● **Task instructions**: Collect every line of the material below that contains the word "logo". Case counts.

● **Data provided**:
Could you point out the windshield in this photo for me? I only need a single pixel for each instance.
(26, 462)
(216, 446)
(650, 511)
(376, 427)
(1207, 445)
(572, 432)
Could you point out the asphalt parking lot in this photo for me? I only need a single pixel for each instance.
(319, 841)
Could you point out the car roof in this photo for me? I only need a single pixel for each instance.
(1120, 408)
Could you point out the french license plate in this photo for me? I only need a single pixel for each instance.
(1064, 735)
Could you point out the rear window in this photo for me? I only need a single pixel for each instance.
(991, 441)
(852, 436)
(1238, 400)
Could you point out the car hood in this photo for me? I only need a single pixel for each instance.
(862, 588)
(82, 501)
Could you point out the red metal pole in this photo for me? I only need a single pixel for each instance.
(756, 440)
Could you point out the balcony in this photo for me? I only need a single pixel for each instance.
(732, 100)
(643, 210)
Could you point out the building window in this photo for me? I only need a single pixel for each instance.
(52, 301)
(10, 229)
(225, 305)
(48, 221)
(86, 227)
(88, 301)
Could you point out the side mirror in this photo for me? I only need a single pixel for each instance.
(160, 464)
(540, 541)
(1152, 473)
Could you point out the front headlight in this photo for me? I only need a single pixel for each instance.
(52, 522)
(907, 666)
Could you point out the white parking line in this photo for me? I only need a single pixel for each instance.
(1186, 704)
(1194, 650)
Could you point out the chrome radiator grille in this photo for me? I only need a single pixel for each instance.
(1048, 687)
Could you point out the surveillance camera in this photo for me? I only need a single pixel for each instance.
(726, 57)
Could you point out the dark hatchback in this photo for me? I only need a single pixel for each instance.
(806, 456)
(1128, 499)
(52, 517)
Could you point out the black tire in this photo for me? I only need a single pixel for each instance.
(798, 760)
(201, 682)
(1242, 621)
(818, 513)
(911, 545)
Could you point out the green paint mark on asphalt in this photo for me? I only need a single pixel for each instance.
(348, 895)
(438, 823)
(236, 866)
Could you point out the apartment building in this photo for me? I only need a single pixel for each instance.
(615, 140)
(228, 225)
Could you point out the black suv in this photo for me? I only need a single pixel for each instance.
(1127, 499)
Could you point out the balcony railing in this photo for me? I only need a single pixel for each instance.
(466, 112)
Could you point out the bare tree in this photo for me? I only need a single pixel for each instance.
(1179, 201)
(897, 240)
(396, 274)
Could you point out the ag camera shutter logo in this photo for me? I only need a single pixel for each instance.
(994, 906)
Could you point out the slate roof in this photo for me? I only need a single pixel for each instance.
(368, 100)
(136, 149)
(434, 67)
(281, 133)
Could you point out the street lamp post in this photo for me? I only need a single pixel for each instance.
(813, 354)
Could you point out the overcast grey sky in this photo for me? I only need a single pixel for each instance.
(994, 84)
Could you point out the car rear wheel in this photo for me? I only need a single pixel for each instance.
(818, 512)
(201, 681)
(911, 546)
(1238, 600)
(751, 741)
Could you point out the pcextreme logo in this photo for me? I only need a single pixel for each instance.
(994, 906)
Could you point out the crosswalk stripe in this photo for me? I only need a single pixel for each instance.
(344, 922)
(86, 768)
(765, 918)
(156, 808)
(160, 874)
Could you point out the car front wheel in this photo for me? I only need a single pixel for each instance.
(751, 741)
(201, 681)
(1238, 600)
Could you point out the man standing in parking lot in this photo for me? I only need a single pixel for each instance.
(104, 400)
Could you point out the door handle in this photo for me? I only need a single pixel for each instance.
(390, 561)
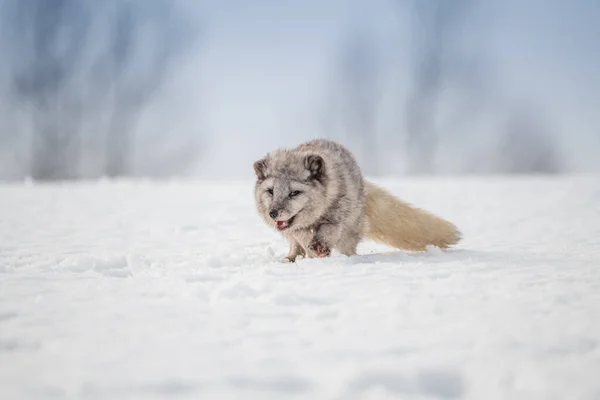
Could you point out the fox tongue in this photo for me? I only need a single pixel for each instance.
(282, 224)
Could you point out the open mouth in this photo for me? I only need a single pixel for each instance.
(284, 224)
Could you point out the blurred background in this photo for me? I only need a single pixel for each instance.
(165, 88)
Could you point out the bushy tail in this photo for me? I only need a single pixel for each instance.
(403, 226)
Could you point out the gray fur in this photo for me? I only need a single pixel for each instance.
(329, 212)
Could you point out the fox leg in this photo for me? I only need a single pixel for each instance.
(295, 250)
(325, 238)
(348, 243)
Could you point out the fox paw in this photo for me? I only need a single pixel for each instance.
(320, 249)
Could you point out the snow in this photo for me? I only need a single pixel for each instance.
(144, 289)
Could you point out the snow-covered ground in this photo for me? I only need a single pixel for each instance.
(145, 290)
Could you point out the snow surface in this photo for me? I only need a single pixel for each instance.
(114, 290)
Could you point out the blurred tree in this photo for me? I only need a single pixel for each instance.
(435, 23)
(131, 84)
(352, 115)
(68, 58)
(46, 55)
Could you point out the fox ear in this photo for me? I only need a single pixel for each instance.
(314, 164)
(260, 168)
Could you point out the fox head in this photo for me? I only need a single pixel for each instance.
(290, 188)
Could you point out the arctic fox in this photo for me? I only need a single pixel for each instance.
(316, 196)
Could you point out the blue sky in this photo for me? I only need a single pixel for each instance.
(264, 76)
(267, 65)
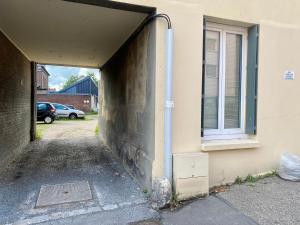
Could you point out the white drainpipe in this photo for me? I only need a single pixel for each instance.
(169, 104)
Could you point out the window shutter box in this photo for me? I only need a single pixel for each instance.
(252, 69)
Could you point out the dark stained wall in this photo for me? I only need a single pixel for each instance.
(127, 91)
(15, 100)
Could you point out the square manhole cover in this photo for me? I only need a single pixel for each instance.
(64, 193)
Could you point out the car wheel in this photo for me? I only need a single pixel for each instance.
(48, 120)
(73, 116)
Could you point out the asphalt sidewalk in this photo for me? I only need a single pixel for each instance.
(211, 210)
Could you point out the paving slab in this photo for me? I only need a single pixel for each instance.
(64, 193)
(70, 159)
(207, 211)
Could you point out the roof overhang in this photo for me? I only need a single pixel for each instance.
(75, 32)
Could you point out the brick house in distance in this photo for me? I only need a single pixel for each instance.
(42, 79)
(82, 95)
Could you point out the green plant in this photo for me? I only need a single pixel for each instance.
(174, 201)
(251, 178)
(239, 180)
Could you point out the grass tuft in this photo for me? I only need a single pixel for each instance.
(174, 201)
(253, 178)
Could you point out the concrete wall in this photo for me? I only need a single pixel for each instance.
(15, 98)
(82, 102)
(127, 104)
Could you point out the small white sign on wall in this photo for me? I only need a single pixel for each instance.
(289, 75)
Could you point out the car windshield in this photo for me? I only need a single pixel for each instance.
(59, 106)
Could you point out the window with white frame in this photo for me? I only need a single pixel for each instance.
(224, 80)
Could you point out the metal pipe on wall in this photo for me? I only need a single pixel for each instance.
(169, 104)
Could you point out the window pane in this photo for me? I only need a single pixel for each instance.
(233, 81)
(211, 89)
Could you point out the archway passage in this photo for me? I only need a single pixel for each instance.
(71, 33)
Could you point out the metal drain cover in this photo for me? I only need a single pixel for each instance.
(64, 193)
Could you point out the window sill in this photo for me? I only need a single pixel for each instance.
(233, 144)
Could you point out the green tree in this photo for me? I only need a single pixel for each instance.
(72, 79)
(93, 76)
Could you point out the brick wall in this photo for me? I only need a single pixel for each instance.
(15, 100)
(41, 79)
(78, 101)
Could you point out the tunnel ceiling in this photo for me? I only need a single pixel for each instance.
(66, 33)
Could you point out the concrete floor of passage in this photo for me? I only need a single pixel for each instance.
(57, 161)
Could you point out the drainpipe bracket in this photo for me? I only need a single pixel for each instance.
(169, 104)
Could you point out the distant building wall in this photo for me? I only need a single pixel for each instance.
(42, 78)
(15, 98)
(82, 102)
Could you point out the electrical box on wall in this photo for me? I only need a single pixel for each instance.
(190, 174)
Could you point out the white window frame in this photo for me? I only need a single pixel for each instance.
(221, 132)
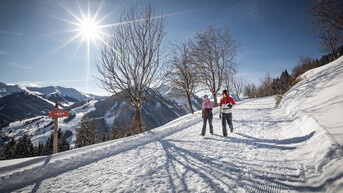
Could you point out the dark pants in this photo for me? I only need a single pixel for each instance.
(208, 117)
(226, 118)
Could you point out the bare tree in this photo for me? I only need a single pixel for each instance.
(214, 52)
(238, 85)
(266, 86)
(250, 90)
(130, 58)
(181, 72)
(327, 20)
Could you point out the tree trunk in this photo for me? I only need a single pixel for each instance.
(215, 99)
(190, 103)
(139, 120)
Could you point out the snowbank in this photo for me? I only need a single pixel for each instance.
(320, 96)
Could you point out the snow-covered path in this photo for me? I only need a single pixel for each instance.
(268, 152)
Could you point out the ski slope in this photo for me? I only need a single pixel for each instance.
(272, 149)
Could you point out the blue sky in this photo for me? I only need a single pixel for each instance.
(34, 36)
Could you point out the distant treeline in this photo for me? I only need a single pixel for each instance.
(280, 85)
(23, 146)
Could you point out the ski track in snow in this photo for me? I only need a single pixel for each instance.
(175, 158)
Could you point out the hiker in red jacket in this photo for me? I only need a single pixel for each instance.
(225, 113)
(207, 107)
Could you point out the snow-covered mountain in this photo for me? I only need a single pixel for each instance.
(64, 96)
(39, 126)
(22, 105)
(59, 94)
(177, 96)
(272, 149)
(7, 89)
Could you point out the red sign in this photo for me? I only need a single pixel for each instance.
(58, 113)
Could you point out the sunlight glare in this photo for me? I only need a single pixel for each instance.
(89, 29)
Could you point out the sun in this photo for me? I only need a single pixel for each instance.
(89, 29)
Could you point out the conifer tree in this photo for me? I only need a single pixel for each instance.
(9, 149)
(87, 134)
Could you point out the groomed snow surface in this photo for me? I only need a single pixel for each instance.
(284, 149)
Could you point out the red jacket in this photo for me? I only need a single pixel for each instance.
(226, 101)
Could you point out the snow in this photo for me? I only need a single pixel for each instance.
(272, 149)
(320, 95)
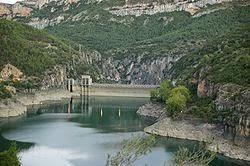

● **Task response**:
Could you point out the ag camera shutter logo in this photo for me? I only need a single pixel for each instance.
Could you point out the pcextreme logo in this photo for me? I only need a single pixel for each instance.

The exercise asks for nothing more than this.